WHAT YOU ARE ASKED TO DO :: Using the data below, return the stretch from the line that contains "dry grass in" through the line that contains "of the grass", both included, exactly as it stands and nothing beyond it.

(Referring expression data)
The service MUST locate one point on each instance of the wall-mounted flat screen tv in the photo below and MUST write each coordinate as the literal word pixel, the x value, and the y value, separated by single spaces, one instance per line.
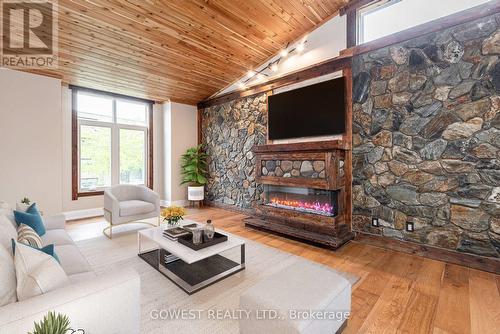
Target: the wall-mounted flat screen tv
pixel 315 110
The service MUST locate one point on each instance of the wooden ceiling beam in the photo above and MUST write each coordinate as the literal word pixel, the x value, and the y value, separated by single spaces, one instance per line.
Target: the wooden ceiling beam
pixel 177 50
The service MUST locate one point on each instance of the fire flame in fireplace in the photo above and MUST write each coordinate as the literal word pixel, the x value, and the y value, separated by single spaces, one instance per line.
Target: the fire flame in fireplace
pixel 316 206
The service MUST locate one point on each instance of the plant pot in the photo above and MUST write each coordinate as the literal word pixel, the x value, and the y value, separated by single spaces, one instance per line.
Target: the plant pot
pixel 196 193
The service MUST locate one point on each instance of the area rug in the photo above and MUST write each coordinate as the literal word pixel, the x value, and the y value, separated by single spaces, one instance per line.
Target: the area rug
pixel 162 299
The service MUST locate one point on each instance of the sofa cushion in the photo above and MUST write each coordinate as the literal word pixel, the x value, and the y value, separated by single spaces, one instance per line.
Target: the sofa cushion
pixel 28 236
pixel 32 218
pixel 36 272
pixel 135 207
pixel 72 260
pixel 7 278
pixel 57 237
pixel 82 277
pixel 7 233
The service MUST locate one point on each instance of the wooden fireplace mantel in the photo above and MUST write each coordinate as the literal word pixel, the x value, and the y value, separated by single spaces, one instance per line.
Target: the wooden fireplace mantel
pixel 337 176
pixel 328 145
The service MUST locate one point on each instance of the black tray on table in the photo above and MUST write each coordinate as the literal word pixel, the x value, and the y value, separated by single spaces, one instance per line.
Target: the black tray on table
pixel 187 240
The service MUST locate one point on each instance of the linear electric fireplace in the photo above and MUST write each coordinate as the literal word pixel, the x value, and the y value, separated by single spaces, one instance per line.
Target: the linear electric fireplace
pixel 306 200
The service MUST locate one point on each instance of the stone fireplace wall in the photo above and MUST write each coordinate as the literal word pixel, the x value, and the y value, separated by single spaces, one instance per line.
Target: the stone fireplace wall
pixel 427 140
pixel 229 132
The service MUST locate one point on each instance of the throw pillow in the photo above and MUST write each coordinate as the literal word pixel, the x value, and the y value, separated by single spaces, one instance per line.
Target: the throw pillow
pixel 7 278
pixel 31 218
pixel 28 236
pixel 7 232
pixel 7 211
pixel 37 273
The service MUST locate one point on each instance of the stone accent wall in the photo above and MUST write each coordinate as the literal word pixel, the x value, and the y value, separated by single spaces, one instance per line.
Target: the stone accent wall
pixel 426 139
pixel 229 132
pixel 297 168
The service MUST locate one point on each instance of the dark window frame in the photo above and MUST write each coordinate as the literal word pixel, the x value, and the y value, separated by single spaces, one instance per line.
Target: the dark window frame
pixel 75 191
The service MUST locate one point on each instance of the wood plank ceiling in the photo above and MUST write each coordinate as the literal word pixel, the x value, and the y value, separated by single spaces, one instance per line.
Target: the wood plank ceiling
pixel 180 50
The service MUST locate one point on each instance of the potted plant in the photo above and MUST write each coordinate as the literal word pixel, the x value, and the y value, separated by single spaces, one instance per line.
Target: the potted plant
pixel 194 171
pixel 52 323
pixel 24 204
pixel 173 214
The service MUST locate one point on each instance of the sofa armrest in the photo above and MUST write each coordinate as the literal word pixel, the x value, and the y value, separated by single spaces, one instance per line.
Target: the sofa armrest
pixel 106 304
pixel 111 206
pixel 151 196
pixel 54 222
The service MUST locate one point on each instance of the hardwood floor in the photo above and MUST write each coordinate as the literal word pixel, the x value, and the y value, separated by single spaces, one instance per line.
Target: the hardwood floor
pixel 397 292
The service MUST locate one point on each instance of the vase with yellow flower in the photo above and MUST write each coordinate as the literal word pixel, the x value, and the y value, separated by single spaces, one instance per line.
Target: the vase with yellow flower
pixel 173 214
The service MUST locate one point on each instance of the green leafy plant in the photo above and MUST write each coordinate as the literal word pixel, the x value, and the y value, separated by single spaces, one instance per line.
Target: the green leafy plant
pixel 52 323
pixel 194 166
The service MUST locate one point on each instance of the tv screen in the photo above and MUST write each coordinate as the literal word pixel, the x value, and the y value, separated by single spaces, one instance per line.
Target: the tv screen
pixel 316 110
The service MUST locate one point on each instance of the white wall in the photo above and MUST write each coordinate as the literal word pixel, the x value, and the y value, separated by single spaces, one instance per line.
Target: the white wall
pixel 30 139
pixel 322 44
pixel 92 202
pixel 35 149
pixel 180 133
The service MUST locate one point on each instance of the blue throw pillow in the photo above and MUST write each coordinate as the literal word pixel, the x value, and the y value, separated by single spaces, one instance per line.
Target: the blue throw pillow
pixel 49 250
pixel 31 218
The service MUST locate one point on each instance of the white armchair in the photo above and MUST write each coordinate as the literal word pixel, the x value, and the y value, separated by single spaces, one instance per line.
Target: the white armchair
pixel 126 203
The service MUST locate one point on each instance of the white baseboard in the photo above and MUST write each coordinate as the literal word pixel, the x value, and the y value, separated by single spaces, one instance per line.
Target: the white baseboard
pixel 82 214
pixel 182 202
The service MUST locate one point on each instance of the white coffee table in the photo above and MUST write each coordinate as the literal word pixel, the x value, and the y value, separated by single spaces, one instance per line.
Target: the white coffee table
pixel 191 270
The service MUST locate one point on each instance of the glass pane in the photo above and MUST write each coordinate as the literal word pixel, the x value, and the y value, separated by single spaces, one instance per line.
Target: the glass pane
pixel 132 155
pixel 95 157
pixel 94 107
pixel 386 20
pixel 129 112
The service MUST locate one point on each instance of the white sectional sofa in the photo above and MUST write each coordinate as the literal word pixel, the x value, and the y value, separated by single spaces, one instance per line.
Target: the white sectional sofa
pixel 97 304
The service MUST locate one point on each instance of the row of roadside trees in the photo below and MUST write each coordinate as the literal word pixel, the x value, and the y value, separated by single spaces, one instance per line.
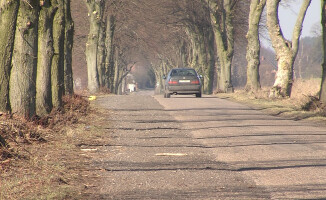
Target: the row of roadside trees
pixel 35 55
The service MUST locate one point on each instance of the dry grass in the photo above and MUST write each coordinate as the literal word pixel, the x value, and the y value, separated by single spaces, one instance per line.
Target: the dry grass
pixel 303 103
pixel 37 156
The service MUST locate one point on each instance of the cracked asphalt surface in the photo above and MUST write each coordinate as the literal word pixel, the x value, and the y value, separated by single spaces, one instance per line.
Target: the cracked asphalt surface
pixel 202 148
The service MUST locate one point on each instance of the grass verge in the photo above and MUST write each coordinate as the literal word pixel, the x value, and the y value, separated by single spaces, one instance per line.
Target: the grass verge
pixel 39 158
pixel 303 104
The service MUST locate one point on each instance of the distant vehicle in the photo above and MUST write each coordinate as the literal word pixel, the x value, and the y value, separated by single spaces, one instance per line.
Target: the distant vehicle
pixel 182 81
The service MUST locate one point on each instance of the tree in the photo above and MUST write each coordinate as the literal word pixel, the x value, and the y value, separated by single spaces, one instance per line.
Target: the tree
pixel 95 8
pixel 68 45
pixel 323 22
pixel 253 47
pixel 57 79
pixel 44 59
pixel 24 61
pixel 286 51
pixel 8 17
pixel 222 22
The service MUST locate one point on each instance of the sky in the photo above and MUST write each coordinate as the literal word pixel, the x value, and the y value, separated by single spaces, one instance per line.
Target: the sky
pixel 288 16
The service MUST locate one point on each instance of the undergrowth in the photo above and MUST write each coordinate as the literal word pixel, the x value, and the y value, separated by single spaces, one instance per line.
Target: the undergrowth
pixel 16 132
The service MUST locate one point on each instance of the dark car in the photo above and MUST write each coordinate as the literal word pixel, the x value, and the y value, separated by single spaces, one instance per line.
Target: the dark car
pixel 182 81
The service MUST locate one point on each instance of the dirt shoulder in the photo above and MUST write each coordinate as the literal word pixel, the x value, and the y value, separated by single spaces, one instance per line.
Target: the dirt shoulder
pixel 303 108
pixel 53 167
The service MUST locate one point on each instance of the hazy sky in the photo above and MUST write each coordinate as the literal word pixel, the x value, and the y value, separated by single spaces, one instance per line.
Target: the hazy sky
pixel 288 16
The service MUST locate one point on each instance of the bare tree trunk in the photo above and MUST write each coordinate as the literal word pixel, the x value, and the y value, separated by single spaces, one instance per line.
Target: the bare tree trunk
pixel 253 47
pixel 323 22
pixel 24 60
pixel 109 71
pixel 201 49
pixel 68 45
pixel 116 72
pixel 94 12
pixel 45 56
pixel 286 51
pixel 57 68
pixel 101 51
pixel 8 17
pixel 222 22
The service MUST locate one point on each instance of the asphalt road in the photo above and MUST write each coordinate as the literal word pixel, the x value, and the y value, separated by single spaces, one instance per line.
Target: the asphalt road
pixel 204 148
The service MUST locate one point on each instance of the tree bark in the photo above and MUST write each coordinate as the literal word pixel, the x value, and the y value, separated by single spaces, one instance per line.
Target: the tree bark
pixel 109 71
pixel 94 12
pixel 116 72
pixel 323 83
pixel 222 22
pixel 253 47
pixel 68 45
pixel 45 56
pixel 286 51
pixel 8 17
pixel 24 60
pixel 57 79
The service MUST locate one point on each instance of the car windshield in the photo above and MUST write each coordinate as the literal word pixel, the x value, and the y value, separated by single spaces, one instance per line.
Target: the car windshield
pixel 183 72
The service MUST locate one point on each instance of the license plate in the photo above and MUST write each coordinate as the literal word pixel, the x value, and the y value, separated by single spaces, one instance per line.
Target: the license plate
pixel 184 81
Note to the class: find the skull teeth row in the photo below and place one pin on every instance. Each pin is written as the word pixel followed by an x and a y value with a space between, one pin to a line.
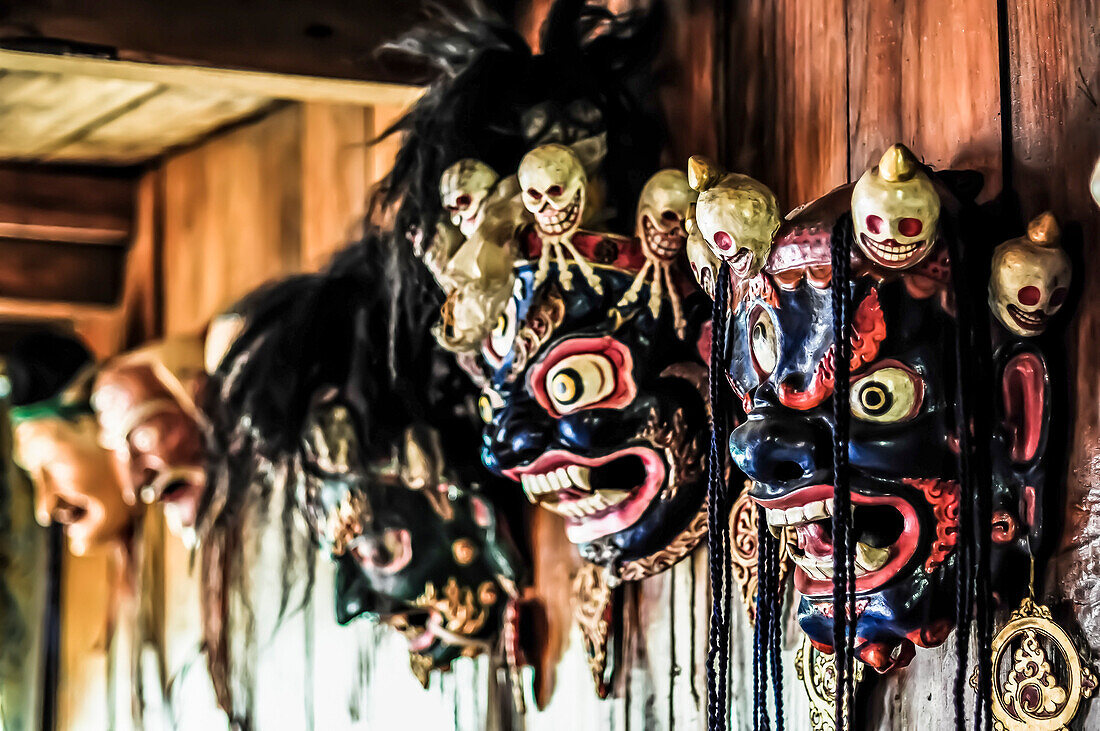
pixel 868 558
pixel 554 221
pixel 892 251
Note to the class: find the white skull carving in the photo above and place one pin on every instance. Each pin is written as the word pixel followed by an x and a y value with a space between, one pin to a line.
pixel 736 216
pixel 463 189
pixel 552 185
pixel 704 264
pixel 1030 278
pixel 895 210
pixel 662 209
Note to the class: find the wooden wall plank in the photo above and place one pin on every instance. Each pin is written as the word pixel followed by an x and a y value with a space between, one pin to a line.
pixel 1055 84
pixel 905 87
pixel 232 218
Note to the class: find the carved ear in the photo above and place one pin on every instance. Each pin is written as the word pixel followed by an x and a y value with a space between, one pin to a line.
pixel 1025 396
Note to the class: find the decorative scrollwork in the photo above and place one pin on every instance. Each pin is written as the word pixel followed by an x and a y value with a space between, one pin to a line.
pixel 1033 691
pixel 743 549
pixel 817 673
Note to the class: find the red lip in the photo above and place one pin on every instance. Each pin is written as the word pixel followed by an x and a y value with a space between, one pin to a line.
pixel 613 519
pixel 901 552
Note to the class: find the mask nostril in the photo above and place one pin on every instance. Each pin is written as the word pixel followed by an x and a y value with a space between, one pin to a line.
pixel 785 472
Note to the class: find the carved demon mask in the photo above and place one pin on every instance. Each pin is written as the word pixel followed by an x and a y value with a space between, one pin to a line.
pixel 56 441
pixel 413 547
pixel 593 405
pixel 145 405
pixel 903 436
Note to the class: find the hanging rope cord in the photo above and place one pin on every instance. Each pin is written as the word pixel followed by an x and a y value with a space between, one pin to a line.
pixel 974 407
pixel 717 661
pixel 843 547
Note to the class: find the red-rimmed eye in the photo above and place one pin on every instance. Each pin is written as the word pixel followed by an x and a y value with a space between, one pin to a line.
pixel 1029 296
pixel 910 226
pixel 583 373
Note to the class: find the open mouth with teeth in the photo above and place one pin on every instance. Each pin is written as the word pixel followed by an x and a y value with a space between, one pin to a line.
pixel 663 244
pixel 1034 320
pixel 892 253
pixel 886 530
pixel 596 496
pixel 554 221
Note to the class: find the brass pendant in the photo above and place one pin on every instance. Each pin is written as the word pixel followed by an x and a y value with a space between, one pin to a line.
pixel 744 549
pixel 1029 695
pixel 817 673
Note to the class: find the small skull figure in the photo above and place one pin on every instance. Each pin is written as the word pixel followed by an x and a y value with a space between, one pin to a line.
pixel 552 185
pixel 736 216
pixel 662 210
pixel 894 210
pixel 464 188
pixel 1030 278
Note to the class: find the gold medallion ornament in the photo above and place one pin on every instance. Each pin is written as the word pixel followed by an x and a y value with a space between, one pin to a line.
pixel 1040 678
pixel 817 673
pixel 744 550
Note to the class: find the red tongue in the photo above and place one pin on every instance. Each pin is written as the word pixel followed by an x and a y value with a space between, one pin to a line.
pixel 814 540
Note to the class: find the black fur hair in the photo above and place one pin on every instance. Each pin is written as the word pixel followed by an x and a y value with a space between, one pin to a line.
pixel 490 79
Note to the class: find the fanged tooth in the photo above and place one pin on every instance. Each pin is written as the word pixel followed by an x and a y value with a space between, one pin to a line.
pixel 869 557
pixel 815 510
pixel 579 476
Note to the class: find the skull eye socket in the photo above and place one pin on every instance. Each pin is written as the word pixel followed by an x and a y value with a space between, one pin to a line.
pixel 888 395
pixel 763 343
pixel 580 380
pixel 910 226
pixel 1029 296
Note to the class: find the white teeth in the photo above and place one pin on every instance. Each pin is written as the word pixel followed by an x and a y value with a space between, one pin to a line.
pixel 800 514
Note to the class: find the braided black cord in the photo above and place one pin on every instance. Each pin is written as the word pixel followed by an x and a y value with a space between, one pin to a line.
pixel 842 487
pixel 717 651
pixel 774 619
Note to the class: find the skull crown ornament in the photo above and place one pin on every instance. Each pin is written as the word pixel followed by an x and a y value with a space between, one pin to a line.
pixel 1030 278
pixel 904 480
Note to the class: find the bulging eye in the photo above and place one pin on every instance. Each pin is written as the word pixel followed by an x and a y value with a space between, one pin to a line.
pixel 910 226
pixel 763 343
pixel 580 380
pixel 888 395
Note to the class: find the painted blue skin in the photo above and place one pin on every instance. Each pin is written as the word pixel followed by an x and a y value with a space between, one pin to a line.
pixel 521 430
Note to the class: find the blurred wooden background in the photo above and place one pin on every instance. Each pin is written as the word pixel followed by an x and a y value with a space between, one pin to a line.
pixel 801 95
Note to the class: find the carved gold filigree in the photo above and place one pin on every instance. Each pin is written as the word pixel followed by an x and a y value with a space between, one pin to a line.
pixel 817 673
pixel 592 610
pixel 1031 690
pixel 744 546
pixel 461 608
pixel 655 563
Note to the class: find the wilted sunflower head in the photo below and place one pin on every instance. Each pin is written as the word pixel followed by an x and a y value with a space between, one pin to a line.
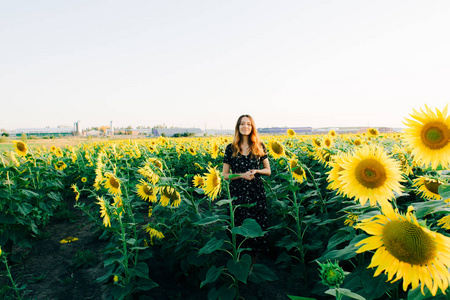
pixel 428 187
pixel 428 135
pixel 21 148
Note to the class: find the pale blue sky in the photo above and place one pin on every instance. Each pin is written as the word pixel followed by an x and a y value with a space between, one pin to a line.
pixel 204 63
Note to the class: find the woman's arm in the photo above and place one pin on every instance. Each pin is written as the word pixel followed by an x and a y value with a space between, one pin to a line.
pixel 226 172
pixel 265 170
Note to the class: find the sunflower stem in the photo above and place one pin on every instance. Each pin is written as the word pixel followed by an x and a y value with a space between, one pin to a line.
pixel 14 286
pixel 323 206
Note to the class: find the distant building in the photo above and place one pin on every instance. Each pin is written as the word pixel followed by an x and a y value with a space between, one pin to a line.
pixel 169 132
pixel 92 133
pixel 56 132
pixel 283 130
pixel 219 132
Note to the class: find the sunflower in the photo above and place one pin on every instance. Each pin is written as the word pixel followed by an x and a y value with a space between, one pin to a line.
pixel 169 195
pixel 198 181
pixel 357 142
pixel 276 149
pixel 428 135
pixel 148 172
pixel 21 148
pixel 444 222
pixel 112 183
pixel 334 175
pixel 215 151
pixel 317 142
pixel 291 133
pixel 58 152
pixel 76 191
pixel 192 151
pixel 197 166
pixel 104 212
pixel 13 159
pixel 118 203
pixel 153 233
pixel 372 132
pixel 146 192
pixel 60 165
pixel 428 187
pixel 332 133
pixel 297 170
pixel 327 141
pixel 156 162
pixel 369 174
pixel 402 157
pixel 407 249
pixel 212 183
pixel 351 219
pixel 324 155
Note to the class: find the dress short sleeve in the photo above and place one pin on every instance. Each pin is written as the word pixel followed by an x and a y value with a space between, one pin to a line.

WRITTEN ANSWER ::
The service MUST locate one point on each instance of the dry grass in the photo above and MUST write each coordinate as the literal word pixel, the x value, and the y value, separated by single spaces, one instance per line.
Target: the dry grass
pixel 303 103
pixel 37 156
The service MUST locate one point on each instance of the cracked asphalt surface in the photo above and MUST write each coordinate as the literal word pixel, the x value, and the y value, separated by single spaces, one instance per line.
Target: the cracked asphalt surface
pixel 202 148
The service MUST locate one point on each instance of the grass verge in the photo above and MUST write each coordinate as the literal word pixel, the x value, and the y value, separated by single spaces, one instance per line.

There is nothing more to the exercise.